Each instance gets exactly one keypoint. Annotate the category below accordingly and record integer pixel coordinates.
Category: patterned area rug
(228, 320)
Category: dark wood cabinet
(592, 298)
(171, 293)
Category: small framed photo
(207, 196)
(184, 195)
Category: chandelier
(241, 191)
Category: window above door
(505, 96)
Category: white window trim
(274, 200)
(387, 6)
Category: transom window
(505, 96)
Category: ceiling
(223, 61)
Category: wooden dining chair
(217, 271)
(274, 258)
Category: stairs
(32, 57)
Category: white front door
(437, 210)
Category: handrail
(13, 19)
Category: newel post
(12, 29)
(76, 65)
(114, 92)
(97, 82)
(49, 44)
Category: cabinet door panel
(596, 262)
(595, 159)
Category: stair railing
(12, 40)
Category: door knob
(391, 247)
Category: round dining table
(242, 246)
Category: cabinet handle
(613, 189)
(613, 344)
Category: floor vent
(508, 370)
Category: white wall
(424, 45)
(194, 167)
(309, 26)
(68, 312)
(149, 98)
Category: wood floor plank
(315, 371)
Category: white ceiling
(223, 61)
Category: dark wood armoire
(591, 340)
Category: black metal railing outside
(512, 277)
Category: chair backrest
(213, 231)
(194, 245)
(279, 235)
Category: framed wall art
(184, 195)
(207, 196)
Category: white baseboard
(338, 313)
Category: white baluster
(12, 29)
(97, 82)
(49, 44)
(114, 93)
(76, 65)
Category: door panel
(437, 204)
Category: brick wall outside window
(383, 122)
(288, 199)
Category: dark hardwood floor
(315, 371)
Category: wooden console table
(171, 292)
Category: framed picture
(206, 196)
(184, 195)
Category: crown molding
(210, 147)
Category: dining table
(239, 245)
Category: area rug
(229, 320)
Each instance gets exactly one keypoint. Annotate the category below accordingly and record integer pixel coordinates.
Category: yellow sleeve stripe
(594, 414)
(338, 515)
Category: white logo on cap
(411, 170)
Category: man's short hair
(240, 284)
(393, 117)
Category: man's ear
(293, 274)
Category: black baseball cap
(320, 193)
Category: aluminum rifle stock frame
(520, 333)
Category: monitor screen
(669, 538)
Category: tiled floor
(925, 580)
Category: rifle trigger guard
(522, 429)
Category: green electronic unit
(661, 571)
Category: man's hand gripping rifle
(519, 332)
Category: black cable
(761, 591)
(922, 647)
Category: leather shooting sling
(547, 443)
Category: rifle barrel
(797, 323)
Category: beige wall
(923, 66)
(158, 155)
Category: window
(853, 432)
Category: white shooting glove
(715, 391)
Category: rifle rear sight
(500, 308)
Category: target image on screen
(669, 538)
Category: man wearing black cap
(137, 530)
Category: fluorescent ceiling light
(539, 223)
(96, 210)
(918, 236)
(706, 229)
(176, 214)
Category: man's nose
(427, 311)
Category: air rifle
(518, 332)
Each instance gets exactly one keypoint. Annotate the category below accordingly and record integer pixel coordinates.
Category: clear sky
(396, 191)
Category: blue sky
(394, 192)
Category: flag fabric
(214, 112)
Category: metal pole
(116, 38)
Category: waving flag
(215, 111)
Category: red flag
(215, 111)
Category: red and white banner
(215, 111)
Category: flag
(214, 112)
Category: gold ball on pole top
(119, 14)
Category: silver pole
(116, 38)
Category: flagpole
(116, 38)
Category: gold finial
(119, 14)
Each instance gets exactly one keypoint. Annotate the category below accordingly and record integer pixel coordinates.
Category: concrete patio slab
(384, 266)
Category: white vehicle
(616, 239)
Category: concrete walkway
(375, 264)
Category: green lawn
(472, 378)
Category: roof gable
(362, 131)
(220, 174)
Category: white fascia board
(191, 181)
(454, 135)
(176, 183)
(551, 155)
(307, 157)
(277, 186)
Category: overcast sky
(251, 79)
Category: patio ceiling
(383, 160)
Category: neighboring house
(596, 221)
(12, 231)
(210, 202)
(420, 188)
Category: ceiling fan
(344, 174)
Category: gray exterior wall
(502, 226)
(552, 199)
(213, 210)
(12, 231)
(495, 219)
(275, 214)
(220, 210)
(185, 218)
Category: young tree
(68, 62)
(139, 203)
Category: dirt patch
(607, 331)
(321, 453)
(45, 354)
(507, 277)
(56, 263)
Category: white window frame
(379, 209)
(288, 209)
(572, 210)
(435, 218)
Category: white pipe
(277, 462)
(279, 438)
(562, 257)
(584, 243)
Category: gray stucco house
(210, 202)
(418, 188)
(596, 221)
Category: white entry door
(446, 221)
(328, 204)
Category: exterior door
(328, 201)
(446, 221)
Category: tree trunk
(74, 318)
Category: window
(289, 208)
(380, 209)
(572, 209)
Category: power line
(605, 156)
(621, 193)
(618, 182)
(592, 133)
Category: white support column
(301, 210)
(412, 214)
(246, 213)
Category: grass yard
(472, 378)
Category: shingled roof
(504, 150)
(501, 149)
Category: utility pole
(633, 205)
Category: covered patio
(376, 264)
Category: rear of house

### Objective
Starting at the line containing "Category: shingled roof" and ending at the final row, copy out only those rows, category lines included, with each point coordinate increased by 65.

### Exercise response
Category: shingled roof
(569, 215)
(566, 214)
Category: utility pole
(698, 270)
Category: covered patio
(441, 329)
Category: rear of house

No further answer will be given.